→ **THE TASKS**:
- 1) Reproduce the passage of the Spark on Mesos mail thread starting at "On Mon, Dec 26, 2016" and ending at "usage, not memory.".
- 2) Answer these questions on the Spark on Mesos mail thread:
(a) Up to what size is the direct result by default?
(b) According to Timothy Chen, dynamic allocation works with which mode only?
(c) According to Michael Gummelt, in which mode do executors never shut down?
- 3) In the Spark on Mesos mail thread, explain why Michael Gummelt says that using 0 for spark.mesos.mesosExecutor.cores is not better than dynamic allocation for memory.
-- start of DOCUMENT EXCERPT --
Hi Michael,

That caught my attention...

Could you please elaborate on "elastically grow and shrink CPU usage"
and how it really works under the covers? It seems that CPU usage is
just a "label" for an executor on Mesos. Where's this in the code?

Pozdrawiam,
Jacek Laskowski
----
https://medium.com/@jaceklaskowski/
Mastering Apache Spark 2.0 https://bit.ly/mastering-apache-spark
Follow me at https://twitter.com/jaceklaskowski


On Mon, Dec 26, 2016 at 6:25 PM, Michael Gummelt <mgumm...@mesosphere.io> wrote:
>> Using 0 for spark.mesos.mesosExecutor.cores is better than dynamic
>> allocation
>
> Maybe for CPU, but definitely not for memory.  Executors never shut down in
> fine-grained mode, which means you only elastically grow and shrink CPU
> usage, not memory.
>
> On Sat, Dec 24, 2016 at 10:14 PM, Davies Liu <davies....@gmail.com> wrote:
>>
>> Using 0 for spark.mesos.mesosExecutor.cores is better than dynamic
>> allocation, but have to pay a little more overhead for launching a
>> task, which should be OK if the task is not trivial.
>>
>> Since the direct result (up to 1M by default) will also go through
>> mesos, it's better to tune it lower, otherwise mesos could become the
>> bottleneck.
>>
>> spark.task.maxDirectResultSize
>>
>> On Mon, Dec 19, 2016 at 3:23 PM, Chawla,Sumit <sumitkcha...@gmail.com>
>> wrote:
>> > Tim,
>> >
>> > We will try to run the application in coarse grain mode, and share the
>> > findings with you.
>> >
>> > Regards
>> > Sumit Chawla
>> >
>> >
>> > On Mon, Dec 19, 2016 at 3:11 PM, Timothy Chen <tnac...@gmail.com> wrote:
>> >
>> >> Dynamic allocation works with Coarse grain mode only, we wasn't aware
>> >> a need for Fine grain mode after we enabled dynamic allocation support
>> >> on the coarse grain mode.
>> >>
>> >> What's the reason you're running fine grain mode instead of coarse
>> >> grain + dynamic allocation?
>> >>
>> >> Tim
>> >>
>> >> On Mon, Dec 19, 2016 at 2:45 PM, Mehdi Meziane
>> >> <mehdi.mezi...@ldmobile.net> wrote:
>> >> > We will be interested by the results if you give a try to Dynamic
>> >> allocation
>> >> > with mesos !
-- end of DOCUMENT EXCERPT --
-- start of RECORDS PROVIDED --
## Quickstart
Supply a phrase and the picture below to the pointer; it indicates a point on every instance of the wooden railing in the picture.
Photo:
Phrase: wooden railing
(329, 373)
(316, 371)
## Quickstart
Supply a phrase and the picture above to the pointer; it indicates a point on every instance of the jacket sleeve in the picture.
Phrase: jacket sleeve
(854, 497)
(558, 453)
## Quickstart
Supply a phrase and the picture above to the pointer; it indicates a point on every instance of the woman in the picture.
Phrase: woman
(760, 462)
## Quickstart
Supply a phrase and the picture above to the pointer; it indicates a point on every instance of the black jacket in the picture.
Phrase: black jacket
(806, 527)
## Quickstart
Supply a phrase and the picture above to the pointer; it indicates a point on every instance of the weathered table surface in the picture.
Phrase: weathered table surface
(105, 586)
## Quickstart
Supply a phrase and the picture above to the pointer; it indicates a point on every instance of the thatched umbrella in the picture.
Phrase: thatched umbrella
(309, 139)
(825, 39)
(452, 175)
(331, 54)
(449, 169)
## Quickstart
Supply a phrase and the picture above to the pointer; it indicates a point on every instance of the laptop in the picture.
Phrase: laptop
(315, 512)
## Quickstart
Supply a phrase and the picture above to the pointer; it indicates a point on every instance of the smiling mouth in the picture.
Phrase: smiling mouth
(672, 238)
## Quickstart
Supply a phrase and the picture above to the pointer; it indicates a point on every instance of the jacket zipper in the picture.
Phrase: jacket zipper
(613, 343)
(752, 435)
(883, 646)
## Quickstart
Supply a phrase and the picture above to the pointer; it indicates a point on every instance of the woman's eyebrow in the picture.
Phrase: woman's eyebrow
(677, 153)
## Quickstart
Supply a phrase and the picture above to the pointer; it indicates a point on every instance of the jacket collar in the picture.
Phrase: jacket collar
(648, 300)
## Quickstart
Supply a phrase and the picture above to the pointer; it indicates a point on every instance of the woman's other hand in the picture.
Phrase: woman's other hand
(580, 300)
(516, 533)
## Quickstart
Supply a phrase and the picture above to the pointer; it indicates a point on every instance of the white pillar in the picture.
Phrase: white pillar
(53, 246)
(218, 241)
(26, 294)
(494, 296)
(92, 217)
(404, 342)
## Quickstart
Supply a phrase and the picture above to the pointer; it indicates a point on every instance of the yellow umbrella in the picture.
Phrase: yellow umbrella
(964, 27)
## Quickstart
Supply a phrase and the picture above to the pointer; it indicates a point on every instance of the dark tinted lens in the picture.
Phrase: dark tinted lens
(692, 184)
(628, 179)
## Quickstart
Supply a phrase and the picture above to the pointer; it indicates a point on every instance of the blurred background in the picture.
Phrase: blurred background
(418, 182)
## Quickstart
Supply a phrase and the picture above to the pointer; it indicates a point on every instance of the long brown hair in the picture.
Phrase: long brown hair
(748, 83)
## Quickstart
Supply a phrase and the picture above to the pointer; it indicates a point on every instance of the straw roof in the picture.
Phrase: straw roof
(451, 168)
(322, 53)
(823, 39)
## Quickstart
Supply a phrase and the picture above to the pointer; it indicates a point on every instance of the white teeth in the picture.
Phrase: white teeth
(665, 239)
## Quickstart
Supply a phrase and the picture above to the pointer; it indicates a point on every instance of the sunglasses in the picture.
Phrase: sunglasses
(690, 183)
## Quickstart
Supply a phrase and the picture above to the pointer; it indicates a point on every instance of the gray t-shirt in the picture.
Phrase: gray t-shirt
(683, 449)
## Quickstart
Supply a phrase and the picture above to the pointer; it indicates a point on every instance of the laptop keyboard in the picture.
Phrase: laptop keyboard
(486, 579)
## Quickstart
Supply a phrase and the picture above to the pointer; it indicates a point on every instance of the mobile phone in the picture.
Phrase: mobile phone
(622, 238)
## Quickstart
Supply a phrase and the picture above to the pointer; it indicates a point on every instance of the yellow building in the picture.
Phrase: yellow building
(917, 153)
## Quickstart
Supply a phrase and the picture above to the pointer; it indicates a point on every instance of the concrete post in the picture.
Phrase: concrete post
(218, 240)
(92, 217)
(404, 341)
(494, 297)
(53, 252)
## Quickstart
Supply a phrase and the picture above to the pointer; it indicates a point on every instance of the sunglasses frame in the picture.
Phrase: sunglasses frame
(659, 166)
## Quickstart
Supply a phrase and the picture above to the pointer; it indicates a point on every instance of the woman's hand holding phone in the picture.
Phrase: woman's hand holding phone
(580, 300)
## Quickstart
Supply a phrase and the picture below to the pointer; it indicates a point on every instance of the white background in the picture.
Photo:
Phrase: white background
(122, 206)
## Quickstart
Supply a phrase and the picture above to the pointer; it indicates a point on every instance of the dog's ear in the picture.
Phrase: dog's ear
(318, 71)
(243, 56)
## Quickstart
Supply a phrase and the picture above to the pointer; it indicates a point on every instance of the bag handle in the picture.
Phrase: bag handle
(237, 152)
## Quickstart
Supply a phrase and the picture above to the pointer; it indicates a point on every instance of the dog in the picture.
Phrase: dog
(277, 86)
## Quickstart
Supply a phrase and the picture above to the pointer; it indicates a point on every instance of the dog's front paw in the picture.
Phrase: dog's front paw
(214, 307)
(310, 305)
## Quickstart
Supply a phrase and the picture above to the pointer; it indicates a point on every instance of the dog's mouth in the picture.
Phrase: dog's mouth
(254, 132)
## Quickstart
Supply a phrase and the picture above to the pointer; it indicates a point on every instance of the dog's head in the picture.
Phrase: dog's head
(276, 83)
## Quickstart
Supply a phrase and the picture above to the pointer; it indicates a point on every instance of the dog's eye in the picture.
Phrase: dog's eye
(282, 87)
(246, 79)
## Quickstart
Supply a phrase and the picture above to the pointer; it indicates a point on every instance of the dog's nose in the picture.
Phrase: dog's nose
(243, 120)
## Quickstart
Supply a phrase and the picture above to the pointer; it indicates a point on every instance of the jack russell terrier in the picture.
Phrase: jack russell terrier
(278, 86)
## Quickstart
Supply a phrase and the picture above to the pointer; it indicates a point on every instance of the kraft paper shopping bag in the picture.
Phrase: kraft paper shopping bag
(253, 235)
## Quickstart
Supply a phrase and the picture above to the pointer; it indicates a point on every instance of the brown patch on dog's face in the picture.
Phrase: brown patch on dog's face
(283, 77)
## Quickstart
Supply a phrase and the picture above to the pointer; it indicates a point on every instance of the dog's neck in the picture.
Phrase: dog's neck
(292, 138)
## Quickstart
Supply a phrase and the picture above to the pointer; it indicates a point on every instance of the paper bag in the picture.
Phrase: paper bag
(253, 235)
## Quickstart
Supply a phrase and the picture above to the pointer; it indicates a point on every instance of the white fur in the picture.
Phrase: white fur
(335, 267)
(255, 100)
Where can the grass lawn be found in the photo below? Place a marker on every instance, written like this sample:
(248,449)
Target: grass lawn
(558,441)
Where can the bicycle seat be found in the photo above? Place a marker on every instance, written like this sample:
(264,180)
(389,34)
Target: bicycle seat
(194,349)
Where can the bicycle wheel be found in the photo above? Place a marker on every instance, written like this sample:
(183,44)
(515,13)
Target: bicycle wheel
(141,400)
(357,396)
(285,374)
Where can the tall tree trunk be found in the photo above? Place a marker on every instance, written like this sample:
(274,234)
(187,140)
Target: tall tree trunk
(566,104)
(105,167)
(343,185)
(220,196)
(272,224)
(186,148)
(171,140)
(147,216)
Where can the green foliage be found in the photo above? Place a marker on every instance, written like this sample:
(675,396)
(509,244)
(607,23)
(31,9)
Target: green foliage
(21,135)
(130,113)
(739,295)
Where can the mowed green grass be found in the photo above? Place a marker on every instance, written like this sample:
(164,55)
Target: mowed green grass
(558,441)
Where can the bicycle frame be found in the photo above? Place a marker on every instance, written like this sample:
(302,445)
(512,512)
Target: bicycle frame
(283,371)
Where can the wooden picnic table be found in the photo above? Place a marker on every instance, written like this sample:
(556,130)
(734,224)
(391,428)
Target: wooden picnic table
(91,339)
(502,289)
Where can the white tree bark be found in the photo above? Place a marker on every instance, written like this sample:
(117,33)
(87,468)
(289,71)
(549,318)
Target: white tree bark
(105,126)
-- end of RECORDS PROVIDED --
→ **COMPLETE ANSWERS**:
- 1)
On Mon, Dec 26, 2016 at 6:25 PM, Michael Gummelt <mgumm...@mesosphere.io> wrote:
>> Using 0 for spark.mesos.mesosExecutor.cores is better than dynamic
>> allocation
>
> Maybe for CPU, but definitely not for memory.  Executors never shut down in
> fine-grained mode, which means you only elastically grow and shrink CPU
> usage, not memory.

- 2)
(a) Up to 1M.
(b) Coarse grain mode.
(c) Fine-grained mode.

- 3) Executors never shut down in fine-grained mode. As a result, only CPU usage grows and shrinks elastically, while memory usage does not.